### SET EXERCISE
Print the material below verbatim, starting at its first line and ending at the line that contains "0,368,27,403", with both of those lines included.
* Start *
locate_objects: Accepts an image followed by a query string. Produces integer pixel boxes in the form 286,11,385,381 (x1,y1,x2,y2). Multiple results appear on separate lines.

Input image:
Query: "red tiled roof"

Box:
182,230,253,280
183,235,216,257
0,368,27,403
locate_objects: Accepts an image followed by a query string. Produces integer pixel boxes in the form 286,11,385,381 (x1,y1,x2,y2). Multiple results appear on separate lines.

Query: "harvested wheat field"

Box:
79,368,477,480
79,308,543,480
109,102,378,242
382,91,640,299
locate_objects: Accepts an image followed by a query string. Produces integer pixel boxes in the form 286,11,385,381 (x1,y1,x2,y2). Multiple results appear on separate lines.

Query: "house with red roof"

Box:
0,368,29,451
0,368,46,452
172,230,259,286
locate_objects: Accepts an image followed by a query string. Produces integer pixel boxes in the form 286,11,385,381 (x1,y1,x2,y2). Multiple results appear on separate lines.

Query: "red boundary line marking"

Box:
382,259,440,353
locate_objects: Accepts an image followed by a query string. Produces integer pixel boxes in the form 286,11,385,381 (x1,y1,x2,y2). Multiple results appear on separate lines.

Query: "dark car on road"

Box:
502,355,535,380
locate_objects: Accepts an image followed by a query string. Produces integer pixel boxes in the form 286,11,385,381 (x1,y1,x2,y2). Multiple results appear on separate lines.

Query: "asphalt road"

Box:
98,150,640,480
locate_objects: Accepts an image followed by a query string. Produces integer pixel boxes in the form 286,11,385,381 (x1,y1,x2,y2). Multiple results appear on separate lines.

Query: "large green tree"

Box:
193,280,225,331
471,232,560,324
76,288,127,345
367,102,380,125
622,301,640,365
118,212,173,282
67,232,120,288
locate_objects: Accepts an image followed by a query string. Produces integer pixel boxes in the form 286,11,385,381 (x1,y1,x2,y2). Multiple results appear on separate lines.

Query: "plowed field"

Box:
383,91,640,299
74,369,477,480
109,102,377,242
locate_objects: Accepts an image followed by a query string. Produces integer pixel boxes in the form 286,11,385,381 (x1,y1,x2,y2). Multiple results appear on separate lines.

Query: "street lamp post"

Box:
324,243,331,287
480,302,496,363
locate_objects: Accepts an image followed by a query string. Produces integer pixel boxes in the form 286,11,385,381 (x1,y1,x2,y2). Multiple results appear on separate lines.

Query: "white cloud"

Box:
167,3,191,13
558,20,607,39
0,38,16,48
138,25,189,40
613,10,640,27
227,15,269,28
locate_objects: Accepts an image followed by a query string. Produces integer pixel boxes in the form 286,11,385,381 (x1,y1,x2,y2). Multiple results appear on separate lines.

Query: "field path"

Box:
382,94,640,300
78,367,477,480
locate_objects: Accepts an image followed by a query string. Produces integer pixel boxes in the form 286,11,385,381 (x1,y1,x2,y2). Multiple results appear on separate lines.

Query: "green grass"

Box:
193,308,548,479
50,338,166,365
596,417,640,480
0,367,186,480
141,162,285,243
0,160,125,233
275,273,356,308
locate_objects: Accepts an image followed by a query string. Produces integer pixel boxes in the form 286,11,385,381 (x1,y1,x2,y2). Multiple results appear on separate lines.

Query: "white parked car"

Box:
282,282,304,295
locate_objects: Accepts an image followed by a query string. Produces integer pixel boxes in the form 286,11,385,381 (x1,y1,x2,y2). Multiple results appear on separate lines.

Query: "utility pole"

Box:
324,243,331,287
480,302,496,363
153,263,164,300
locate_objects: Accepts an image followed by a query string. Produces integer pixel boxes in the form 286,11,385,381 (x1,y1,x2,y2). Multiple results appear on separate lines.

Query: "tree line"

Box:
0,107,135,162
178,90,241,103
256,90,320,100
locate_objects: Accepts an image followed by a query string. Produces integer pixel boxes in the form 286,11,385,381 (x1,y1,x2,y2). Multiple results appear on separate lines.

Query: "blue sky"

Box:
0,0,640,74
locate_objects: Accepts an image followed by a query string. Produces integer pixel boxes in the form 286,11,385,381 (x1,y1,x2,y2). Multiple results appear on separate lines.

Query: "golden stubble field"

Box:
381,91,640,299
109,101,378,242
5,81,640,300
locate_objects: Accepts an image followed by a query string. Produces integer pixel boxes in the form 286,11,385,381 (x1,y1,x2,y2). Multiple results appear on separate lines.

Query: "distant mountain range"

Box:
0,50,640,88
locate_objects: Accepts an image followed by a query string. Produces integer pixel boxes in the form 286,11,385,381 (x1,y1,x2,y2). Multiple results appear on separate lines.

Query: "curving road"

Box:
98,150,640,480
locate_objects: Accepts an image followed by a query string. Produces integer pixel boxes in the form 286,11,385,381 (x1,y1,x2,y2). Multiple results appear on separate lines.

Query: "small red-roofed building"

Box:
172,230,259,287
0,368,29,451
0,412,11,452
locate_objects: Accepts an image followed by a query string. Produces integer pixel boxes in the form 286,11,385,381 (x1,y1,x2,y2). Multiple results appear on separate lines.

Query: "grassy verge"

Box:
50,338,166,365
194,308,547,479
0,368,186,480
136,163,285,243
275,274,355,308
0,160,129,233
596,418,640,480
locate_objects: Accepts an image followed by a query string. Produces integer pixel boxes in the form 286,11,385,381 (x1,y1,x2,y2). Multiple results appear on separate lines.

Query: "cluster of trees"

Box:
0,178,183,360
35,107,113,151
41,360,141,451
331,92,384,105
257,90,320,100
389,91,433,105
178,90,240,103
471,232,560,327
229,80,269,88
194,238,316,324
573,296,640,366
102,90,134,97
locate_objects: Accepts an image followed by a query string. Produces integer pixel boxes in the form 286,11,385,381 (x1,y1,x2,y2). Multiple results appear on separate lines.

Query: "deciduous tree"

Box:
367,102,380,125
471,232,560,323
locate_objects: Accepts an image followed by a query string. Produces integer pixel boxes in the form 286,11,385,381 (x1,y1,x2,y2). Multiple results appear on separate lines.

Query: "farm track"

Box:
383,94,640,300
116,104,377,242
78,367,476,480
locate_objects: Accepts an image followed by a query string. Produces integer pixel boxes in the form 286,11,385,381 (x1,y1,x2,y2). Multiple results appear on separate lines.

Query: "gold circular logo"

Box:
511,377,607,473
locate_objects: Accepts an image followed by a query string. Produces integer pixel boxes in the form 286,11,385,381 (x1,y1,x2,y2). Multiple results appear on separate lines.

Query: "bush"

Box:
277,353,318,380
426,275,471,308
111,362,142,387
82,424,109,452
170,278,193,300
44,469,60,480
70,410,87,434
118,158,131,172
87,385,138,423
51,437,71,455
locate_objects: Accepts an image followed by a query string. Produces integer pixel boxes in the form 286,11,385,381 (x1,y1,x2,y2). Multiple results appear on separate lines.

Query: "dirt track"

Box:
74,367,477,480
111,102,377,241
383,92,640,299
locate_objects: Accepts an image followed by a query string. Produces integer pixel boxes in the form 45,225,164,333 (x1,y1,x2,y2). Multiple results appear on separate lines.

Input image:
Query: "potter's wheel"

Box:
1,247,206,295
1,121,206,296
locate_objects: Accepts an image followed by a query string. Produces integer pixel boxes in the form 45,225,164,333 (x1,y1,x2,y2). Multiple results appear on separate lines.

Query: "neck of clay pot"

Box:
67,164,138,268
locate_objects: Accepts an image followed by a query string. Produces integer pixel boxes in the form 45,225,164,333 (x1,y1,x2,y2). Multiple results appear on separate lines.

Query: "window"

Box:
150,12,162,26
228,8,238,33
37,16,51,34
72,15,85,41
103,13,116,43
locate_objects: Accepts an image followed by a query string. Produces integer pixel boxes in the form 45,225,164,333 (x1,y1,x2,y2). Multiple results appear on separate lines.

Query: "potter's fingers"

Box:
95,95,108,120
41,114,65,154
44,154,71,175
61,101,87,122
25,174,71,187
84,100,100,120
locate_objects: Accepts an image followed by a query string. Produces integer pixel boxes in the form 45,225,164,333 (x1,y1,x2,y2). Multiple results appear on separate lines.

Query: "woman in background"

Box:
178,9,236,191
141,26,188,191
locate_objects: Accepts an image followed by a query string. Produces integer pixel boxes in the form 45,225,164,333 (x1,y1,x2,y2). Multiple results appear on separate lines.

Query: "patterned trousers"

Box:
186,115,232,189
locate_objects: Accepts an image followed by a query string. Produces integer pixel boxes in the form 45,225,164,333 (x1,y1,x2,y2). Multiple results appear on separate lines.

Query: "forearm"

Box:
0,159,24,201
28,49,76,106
* End *
### EXPECTED OUTPUT
locate_objects: Accepts an image followed by a query string. Produces integer pixel boxes in the form 286,11,385,381 (x1,y1,x2,y2). Multiple results appear on separate lines.

Input image:
Query: "red tiled roof"

Box:
182,230,253,280
183,235,216,257
0,368,27,403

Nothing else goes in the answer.